*Extract*
◇ ◇ ◇

- Origin: Knoxville, Tennessee, United States
- Genres: indie; indie rock; garage rock; new wave; punk;
- Years active: 2012–present
- Label: Like You Mean It Records
- Members: Samuel "Guetts" Guetterman;
- Website: www.crumbsnatchersband.com

= Crumbsnatchers =

Nashville indie rock band

Crumbsnatchers is an indie rock band established in Knoxville, Tennessee in 2012. The band consists of band members Samuel "Guetts" Guetterman (rhythm guitar, vocals), Philip Mosteller (lead guitar), Ethan Mausolf (drums), and a few other musicians who lend their talents.

== History ==
The band's name was pulled from frontman "Guetts" Guetterman's experience at a faith-based juvenile detention center in Georgia as a teenager. "Crumbsnatchers” was a patronizing nickname the staff used to tease the touring church choir he was a part of. There, secular music was prohibited, but one of Guetterman's peers smuggled in a CD player and a copy of Radiohead’s In Rainbows that the boys secretly listened to.

In 2011, Crumbsnatchers formed when Guetterman returned to Knoxville, Tennessee and reunited with longtime friend and lead guitarist Philip Mosteller. Alongside bassist Sam Burchfield and drummer Rylan Bledsoe, they began to work on songs together in the apartment and rehearsal space Guetterman kept above his parents’ garage.

◇ ◇ ◇

*Problems to work on*
• A. In the Crumbsnatchers profile, reproduce everything from "Nashville indie rock" down to "lend their talents.", swapping "rhythm guitar" for "acoustic guitar".
• B. Summarize the Crumbsnatchers profile in two sentences.
• C. Carry the Crumbsnatchers profile further, picking up after its final sentence.
The lines that come next are separate material and are not part of the Crumbsnatchers profile.

*Data lines*
◇ ◇ ◇

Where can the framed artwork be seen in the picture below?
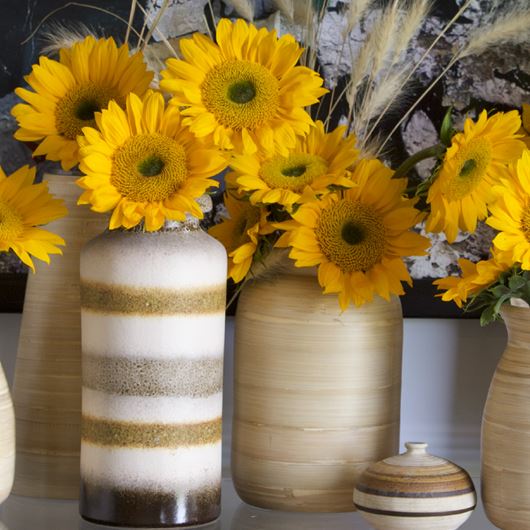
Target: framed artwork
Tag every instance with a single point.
(498, 80)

◇ ◇ ◇

*Answers to the problems*
• A.
Nashville indie rock band

Crumbsnatchers is an indie rock band established in Knoxville, Tennessee in 2012. The band consists of band members Samuel "Guetts" Guetterman (acoustic guitar, vocals), Philip Mosteller (lead guitar), Ethan Mausolf (drums), and a few other musicians who lend their talents.

• B. Crumbsnatchers is an indie rock band established in Knoxville, Tennessee, whose members include Samuel "Guetts" Guetterman on rhythm guitar and vocals, Philip Mosteller on lead guitar, and Ethan Mausolf on drums. The band's name comes from a patronizing nickname that staff at a faith-based juvenile detention center in Georgia used for the touring church choir Guetterman belonged to as a teenager.

• C.
The band then began working on their debut LP, Big House. The album was recorded at Knoxville's Famous London Recording Studio and was self-released in 2016.

Now, Crumbsnatchers resides in Nashville, Tennessee and has signed to record label Like You Mean It Records. On March 1, 2024, Crumbsnatchers released their sophomore album, PETWAY.

== Discography ==

=== Albums ===
- Big House (May 20, 2016)
- PETWAY (March 1, 2024)

=== Singles ===
- Satin Glow (November 22, 2020)
- All Mine (May 21, 2021)
- One Call (July 3, 2021)
- Keep Your Honey (March 11, 2022)
- SAM (October 20, 2023)
- Seeping (January 19, 2024)
- Saturday (February 16, 2024)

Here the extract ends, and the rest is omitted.